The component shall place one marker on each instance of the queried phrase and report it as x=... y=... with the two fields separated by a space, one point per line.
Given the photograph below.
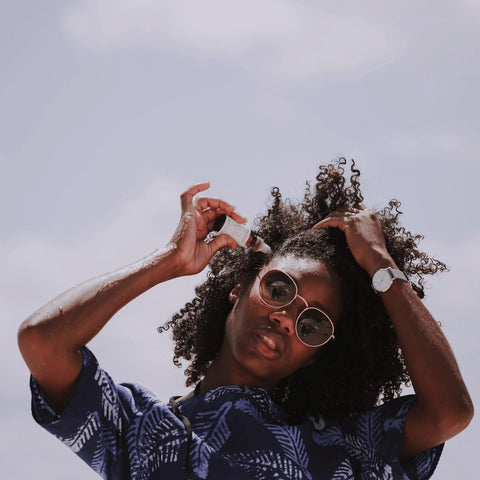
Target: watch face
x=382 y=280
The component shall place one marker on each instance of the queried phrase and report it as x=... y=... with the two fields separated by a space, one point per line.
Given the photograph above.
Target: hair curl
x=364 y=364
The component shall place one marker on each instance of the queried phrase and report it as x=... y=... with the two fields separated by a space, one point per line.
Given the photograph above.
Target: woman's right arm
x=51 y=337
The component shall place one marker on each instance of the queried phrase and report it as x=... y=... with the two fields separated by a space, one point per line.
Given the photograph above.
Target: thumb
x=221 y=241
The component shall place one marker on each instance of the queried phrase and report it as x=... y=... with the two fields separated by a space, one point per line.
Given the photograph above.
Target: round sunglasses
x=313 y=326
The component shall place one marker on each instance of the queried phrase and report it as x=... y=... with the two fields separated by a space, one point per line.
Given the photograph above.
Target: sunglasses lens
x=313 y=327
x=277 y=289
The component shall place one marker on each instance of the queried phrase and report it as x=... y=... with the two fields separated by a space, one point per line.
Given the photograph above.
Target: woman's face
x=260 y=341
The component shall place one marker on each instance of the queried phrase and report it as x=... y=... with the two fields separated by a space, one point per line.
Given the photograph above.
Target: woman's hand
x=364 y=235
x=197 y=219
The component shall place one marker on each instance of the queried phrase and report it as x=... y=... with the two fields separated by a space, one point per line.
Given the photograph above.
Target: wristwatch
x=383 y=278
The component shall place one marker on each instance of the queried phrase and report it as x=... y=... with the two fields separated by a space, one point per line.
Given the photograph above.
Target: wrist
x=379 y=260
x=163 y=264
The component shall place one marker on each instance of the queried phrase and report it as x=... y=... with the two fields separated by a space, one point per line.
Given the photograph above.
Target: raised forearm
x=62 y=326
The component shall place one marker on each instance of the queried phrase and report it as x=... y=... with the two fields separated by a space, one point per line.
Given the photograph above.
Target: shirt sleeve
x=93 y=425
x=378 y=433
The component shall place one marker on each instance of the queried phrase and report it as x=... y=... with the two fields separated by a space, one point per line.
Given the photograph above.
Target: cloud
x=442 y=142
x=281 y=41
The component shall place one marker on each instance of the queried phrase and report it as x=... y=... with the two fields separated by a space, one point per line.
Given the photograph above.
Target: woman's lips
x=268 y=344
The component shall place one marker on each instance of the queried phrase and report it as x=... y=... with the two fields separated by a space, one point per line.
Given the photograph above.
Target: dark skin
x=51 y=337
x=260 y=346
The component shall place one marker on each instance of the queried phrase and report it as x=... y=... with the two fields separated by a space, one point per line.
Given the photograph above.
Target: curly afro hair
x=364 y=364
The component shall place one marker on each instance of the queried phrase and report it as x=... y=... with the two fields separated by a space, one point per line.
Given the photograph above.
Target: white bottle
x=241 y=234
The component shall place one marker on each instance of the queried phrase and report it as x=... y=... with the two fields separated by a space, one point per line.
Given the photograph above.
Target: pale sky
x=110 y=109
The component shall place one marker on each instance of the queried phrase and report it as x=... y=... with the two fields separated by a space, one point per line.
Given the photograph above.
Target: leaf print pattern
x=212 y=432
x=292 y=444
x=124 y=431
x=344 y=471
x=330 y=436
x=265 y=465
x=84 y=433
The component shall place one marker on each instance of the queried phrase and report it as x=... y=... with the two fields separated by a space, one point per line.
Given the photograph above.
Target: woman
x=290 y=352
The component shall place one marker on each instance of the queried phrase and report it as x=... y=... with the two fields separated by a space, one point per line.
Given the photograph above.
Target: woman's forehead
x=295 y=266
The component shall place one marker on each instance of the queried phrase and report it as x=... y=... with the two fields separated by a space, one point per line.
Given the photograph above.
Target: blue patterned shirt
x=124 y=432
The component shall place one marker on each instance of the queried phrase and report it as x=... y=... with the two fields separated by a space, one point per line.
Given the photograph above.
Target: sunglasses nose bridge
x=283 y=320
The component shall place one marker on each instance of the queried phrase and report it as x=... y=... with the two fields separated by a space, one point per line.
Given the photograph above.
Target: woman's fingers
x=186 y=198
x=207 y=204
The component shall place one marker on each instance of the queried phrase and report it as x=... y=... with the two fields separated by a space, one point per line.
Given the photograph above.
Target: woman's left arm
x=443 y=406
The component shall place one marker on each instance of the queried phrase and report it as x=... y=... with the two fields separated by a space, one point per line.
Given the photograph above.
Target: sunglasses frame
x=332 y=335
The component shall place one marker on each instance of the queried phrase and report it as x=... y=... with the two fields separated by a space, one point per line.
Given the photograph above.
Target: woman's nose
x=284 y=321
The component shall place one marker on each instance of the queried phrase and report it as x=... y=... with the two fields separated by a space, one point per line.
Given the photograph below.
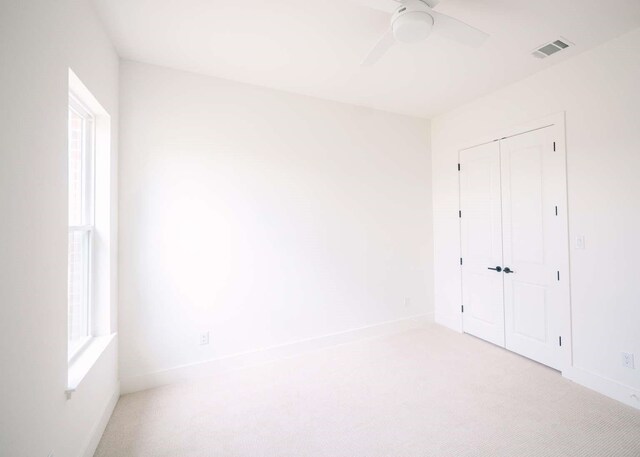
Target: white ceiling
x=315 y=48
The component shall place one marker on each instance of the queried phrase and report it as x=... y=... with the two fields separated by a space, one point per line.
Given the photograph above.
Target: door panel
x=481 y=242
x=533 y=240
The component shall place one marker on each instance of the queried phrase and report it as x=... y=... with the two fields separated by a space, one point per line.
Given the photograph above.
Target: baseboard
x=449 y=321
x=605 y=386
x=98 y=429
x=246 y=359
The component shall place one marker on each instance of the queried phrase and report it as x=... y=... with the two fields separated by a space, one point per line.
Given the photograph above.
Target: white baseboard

Task prompt:
Pick out every row above that contains the word "sunglasses" and copy each one in full. Case counts, so only matches with the same capitalization qualify.

Exercise result:
Target: round sunglasses
Target: sunglasses lens
Target: sunglasses nose bridge
Target: sunglasses frame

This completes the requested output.